**TEXTO CITADO**
399 - Bob Dylan - Time Out Of Mind

Há mais de um mês ando numa dieta de Bob Dylan que chega ao fanatismo. Livros, DVDs e CDs não param de ser consumidos. E nessa fome toda, peguei esse espetacular CD de 1997, de longe um dos cinco melhores que ele já fez. Time Out Of Mind é um disco de uma pessoa já entrando na terceira, um homem de 56 anos que expõe suas dores e feridas com a mesma sinceridade de Blood on the Tracks. E o que impressiona em Dylan é que não lança discos ruins, ao contrário de muitos contemporâneos que perderam a mão há décadas. Deve ser por isso que foi e segue sendo modelo para milhares, sem ser, no entanto, superado.


Qual o segredo de Bob Dylan? Será mais misterioso que o da Coca-Cola ou da bolacha Tostines?

A consistência de Dylan impressiona e mesmo próximo dos 70 anos e que sua voz ainda mais limitada, é capaz de lançar belos discos, como o recente Together Through Life.

Em 1997, vivia um período de incertezas.

Os poucos discos lançados na década de 90 não eram ruins, mas pareciam álbuns de um grande nome que gravava sem muito entusiasmo, apesar de boas letras. Mas desde Oh Mercy, de 1989, Dylan parecia acomodado com o status de lenda e se sentia pouco inspirado, com álbuns acústicos, irregulares e que não o agradavam.

**CONJUNTO DE DADOS**
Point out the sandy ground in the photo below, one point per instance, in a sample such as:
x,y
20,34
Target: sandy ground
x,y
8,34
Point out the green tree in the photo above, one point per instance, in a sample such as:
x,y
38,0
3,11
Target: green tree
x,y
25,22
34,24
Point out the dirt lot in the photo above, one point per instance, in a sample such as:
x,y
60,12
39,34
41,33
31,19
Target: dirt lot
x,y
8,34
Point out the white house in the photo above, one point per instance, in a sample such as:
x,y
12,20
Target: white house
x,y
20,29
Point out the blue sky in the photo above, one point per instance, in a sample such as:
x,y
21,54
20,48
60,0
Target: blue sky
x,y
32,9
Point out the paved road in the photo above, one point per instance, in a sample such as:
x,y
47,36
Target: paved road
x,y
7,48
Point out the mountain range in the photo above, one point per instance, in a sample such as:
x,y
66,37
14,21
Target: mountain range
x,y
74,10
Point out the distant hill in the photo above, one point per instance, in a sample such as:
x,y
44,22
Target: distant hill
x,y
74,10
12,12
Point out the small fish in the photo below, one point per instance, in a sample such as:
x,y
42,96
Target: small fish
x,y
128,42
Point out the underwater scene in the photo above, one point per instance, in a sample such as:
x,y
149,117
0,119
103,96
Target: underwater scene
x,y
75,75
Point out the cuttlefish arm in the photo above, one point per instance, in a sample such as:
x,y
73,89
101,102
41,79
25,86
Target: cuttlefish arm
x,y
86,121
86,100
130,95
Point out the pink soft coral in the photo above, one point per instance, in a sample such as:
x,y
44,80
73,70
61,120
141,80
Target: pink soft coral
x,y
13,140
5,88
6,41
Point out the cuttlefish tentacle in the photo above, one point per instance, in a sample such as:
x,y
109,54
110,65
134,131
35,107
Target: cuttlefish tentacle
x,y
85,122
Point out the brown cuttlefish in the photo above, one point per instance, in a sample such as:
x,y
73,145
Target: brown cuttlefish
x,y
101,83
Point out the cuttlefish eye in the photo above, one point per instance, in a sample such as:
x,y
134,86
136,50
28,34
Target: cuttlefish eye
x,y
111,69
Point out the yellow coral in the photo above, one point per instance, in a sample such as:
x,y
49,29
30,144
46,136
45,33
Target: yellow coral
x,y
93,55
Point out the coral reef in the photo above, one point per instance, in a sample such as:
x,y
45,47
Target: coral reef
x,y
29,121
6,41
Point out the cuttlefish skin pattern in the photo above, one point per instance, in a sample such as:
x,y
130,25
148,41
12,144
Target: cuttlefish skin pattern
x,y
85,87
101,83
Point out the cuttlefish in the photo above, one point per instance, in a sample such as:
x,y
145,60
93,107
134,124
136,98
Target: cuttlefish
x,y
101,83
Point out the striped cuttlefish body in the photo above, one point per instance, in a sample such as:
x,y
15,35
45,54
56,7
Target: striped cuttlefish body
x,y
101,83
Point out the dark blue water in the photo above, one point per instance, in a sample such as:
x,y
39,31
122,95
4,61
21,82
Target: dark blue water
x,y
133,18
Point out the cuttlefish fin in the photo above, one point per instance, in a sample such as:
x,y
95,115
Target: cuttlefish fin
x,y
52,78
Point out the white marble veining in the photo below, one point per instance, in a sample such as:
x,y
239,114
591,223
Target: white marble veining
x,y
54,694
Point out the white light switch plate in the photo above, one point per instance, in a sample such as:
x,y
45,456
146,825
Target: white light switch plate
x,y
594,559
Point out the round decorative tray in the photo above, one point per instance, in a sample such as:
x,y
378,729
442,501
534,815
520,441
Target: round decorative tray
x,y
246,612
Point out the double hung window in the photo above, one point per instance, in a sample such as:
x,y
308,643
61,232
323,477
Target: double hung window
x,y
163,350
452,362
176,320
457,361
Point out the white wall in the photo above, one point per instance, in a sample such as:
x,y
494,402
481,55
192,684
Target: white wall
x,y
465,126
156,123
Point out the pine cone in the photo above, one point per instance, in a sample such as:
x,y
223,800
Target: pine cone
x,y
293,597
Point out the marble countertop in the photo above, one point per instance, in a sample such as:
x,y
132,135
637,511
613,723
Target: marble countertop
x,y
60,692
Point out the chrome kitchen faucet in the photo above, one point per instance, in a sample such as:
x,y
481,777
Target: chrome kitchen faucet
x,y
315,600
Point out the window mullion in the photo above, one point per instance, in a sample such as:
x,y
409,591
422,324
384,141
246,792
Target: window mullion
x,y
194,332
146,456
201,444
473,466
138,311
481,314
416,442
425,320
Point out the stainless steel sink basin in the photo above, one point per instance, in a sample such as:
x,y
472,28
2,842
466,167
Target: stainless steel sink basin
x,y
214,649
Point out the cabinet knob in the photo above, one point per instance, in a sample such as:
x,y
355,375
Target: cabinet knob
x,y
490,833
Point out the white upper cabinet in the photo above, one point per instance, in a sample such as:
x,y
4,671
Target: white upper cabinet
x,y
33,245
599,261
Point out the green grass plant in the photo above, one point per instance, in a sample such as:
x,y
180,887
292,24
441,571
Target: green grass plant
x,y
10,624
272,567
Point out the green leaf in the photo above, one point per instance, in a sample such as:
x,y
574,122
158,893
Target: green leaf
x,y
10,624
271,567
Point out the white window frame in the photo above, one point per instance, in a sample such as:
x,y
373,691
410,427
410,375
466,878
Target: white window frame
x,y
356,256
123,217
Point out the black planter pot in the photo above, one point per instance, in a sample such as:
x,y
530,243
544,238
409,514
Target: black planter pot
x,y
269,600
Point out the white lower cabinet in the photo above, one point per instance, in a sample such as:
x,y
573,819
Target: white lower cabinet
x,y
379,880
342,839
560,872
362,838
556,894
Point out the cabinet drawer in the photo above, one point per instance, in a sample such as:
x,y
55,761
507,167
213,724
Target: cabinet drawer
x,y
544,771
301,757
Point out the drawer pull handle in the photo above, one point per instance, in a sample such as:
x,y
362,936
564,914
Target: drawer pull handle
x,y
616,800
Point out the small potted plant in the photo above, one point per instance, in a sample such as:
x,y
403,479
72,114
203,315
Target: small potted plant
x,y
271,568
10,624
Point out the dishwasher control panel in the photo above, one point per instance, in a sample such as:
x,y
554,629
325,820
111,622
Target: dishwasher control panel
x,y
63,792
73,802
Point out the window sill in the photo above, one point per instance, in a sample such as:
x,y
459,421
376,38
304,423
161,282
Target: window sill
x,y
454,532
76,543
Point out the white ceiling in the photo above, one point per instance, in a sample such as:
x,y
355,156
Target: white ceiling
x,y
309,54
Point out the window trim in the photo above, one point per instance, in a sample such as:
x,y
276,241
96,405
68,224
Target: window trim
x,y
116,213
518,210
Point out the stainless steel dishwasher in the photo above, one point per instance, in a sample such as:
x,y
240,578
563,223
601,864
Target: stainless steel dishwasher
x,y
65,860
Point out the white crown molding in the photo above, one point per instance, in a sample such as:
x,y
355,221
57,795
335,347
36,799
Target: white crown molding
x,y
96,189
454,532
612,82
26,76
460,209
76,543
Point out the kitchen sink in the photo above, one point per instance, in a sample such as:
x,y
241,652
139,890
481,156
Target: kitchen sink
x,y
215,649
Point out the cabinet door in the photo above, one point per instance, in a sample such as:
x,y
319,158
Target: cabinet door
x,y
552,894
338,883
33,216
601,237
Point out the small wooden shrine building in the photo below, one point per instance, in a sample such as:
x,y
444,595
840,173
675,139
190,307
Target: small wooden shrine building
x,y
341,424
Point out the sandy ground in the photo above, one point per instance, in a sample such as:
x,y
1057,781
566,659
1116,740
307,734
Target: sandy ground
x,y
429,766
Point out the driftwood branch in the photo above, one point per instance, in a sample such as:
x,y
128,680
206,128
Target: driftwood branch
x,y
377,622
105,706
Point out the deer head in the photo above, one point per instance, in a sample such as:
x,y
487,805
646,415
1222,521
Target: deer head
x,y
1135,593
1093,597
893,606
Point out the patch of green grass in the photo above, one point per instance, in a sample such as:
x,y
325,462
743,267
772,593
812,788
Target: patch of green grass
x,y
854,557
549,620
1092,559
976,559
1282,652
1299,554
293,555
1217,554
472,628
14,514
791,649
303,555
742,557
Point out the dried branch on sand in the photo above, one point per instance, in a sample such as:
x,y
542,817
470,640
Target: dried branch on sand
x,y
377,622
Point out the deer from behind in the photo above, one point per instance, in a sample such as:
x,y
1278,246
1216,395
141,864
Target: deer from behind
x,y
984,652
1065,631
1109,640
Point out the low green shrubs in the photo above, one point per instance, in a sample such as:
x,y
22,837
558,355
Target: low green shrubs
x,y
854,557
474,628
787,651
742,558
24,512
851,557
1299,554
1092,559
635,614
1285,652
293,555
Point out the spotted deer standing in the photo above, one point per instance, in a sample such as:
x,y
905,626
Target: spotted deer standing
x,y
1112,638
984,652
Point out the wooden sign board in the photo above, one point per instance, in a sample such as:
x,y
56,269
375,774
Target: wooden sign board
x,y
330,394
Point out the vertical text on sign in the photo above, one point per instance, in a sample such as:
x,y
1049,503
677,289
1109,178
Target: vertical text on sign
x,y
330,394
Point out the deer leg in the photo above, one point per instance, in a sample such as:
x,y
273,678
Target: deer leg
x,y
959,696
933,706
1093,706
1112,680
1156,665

**DESCRIÇÃO DO EXERCÍCIO**
Repita integralmente, sem nenhuma alteração, o texto sobre o disco Time Out Of Mind, de Bob Dylan. Os dados foram tirados de uma fonte diferente da do texto.

**A SOLUÇÃO**
399 - Bob Dylan - Time Out Of Mind

Há mais de um mês ando numa dieta de Bob Dylan que chega ao fanatismo. Livros, DVDs e CDs não param de ser consumidos. E nessa fome toda, peguei esse espetacular CD de 1997, de longe um dos cinco melhores que ele já fez. Time Out Of Mind é um disco de uma pessoa já entrando na terceira, um homem de 56 anos que expõe suas dores e feridas com a mesma sinceridade de Blood on the Tracks. E o que impressiona em Dylan é que não lança discos ruins, ao contrário de muitos contemporâneos que perderam a mão há décadas. Deve ser por isso que foi e segue sendo modelo para milhares, sem ser, no entanto, superado.


Qual o segredo de Bob Dylan? Será mais misterioso que o da Coca-Cola ou da bolacha Tostines?

A consistência de Dylan impressiona e mesmo próximo dos 70 anos e que sua voz ainda mais limitada, é capaz de lançar belos discos, como o recente Together Through Life.

Em 1997, vivia um período de incertezas.

Os poucos discos lançados na década de 90 não eram ruins, mas pareciam álbuns de um grande nome que gravava sem muito entusiasmo, apesar de boas letras. Mas desde Oh Mercy, de 1989, Dylan parecia acomodado com o status de lenda e se sentia pouco inspirado, com álbuns acústicos, irregulares e que não o agradavam.